-- start --
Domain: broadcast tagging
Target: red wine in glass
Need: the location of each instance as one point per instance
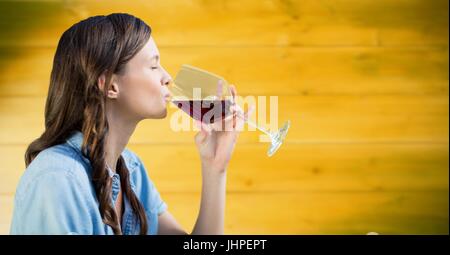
(206, 111)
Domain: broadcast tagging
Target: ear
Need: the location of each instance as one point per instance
(113, 90)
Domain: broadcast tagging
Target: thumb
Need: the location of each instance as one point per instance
(200, 137)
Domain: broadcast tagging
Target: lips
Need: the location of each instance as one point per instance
(167, 97)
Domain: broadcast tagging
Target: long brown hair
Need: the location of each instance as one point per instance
(95, 46)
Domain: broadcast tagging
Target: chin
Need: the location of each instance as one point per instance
(161, 115)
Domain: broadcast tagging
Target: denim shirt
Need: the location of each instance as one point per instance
(56, 195)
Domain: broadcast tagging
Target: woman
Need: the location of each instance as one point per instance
(80, 178)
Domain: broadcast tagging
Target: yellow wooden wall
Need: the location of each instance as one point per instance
(364, 82)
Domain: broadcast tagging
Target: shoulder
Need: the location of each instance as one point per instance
(55, 168)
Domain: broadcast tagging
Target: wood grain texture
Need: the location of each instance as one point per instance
(365, 84)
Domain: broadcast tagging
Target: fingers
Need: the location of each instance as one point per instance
(233, 93)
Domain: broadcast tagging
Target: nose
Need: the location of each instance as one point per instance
(166, 78)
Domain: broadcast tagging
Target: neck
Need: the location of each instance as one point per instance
(119, 133)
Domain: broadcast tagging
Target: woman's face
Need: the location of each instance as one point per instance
(143, 91)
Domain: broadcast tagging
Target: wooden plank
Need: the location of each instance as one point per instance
(271, 71)
(295, 168)
(249, 22)
(315, 119)
(311, 213)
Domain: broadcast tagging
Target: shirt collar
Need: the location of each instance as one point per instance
(76, 140)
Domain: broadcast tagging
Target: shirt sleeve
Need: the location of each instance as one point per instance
(52, 204)
(148, 193)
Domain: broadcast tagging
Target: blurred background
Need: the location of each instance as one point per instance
(364, 82)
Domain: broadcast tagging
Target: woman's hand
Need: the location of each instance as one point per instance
(215, 142)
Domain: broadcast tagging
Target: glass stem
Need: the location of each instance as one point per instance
(251, 123)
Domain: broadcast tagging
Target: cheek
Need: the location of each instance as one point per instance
(144, 96)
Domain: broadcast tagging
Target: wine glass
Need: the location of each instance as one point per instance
(207, 97)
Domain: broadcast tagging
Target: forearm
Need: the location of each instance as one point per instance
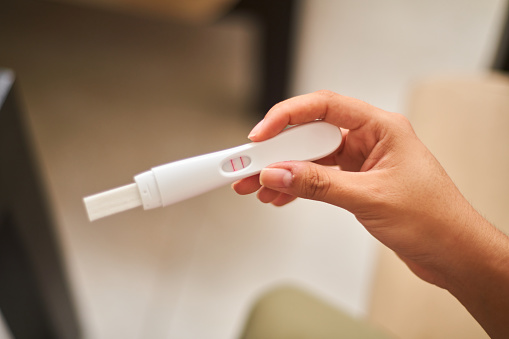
(480, 279)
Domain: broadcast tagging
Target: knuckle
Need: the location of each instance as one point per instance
(317, 185)
(326, 93)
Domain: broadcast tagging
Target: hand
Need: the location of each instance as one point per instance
(395, 187)
(387, 178)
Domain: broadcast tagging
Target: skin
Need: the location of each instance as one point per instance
(386, 177)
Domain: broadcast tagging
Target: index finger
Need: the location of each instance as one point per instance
(339, 110)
-- end --
# Set problem
Reproduce all entries exactly. Pictures do not belong in the copy.

# Task answer
Domain: broadcast tagging
Target: red wine in glass
Need: the location of each instance as one point per instance
(206, 111)
Domain: broadcast tagging
Target: ear
Need: the location of each instance as one point per instance
(113, 90)
Domain: broadcast tagging
Target: thumb
Need: the location of each instance as one point per instance
(200, 137)
Domain: broadcast tagging
Target: lips
Need: the location of each instance as one point per instance
(167, 97)
Domain: broadcast tagging
Target: long brown hair
Need: the location of each instance as one point per instance
(95, 46)
Domain: broadcast tagging
Target: chin
Need: the location of each instance as one point per instance
(161, 115)
Domain: broadcast tagging
Target: denim shirt
Need: the location of each instance as one point per instance
(56, 195)
Domain: broadcast tagging
Target: woman
Need: the location of each instance as one point per instance
(80, 178)
Domain: broadcast tagging
Target: yellow wooden wall
Need: the location of each instance as one point per instance
(364, 82)
Domain: broadcast tagging
Target: shoulder
Need: the location of each instance as one point per instance
(55, 168)
Domain: broadcast tagging
Target: wood grain texture
Need: the location of each instance as one point per instance
(365, 84)
Domain: broadcast tagging
Target: fingers
Need: the location of each instance as one point per instance
(233, 93)
Domain: broadcast tagging
Target: nose
Need: the location of each instance as one point per instance
(166, 78)
Domain: broadcast tagging
Target: neck
Need: the location of each instance as one point per instance
(119, 133)
Domain: broadcast tagging
Target: woman's face
Need: the location of each instance as one point per instance
(143, 91)
Domain: broadcast tagging
Target: wooden plank
Need: the location of each instance as one point per instance
(271, 71)
(295, 168)
(249, 22)
(315, 119)
(311, 213)
Domain: broadcast tagging
Target: shirt collar
Need: the location of each instance as one point per instance
(76, 140)
Domain: broadcast tagging
Target: shirt sleeve
Need: the location of each instance as one point per instance
(52, 204)
(148, 193)
Domain: broadcast tagging
Target: blurred background
Need: the location of each instance as one point per instance
(364, 82)
Domain: broadcast tagging
Target: woman's hand
Need: the location of each instance as one point per instance
(215, 142)
Domain: broadcast tagging
Target: glass stem
Need: the location of each instance as one point per instance
(251, 123)
Domain: broadcast tagging
Target: cheek
Need: the location of each instance as one point per instance
(144, 96)
Domain: broadcast tagging
Target: wine glass
Need: the location of each instance as one point per instance
(207, 97)
Domain: broadcast tagging
Target: forearm
Need: the location of each instance as one point per instance
(480, 279)
Domain: broadcast tagging
Target: knuckle
Need: the location of each instance as one point per instance
(317, 185)
(326, 93)
Domain: broadcast tagging
Target: hand
Need: the location of each instance as one point per instance
(395, 187)
(387, 178)
Domain: broadcast tagging
Target: skin
Need: the location of each instance as one point per instance
(386, 177)
Domain: broadcast tagging
Target: index finger
Need: the location of each instance as one point per instance
(339, 110)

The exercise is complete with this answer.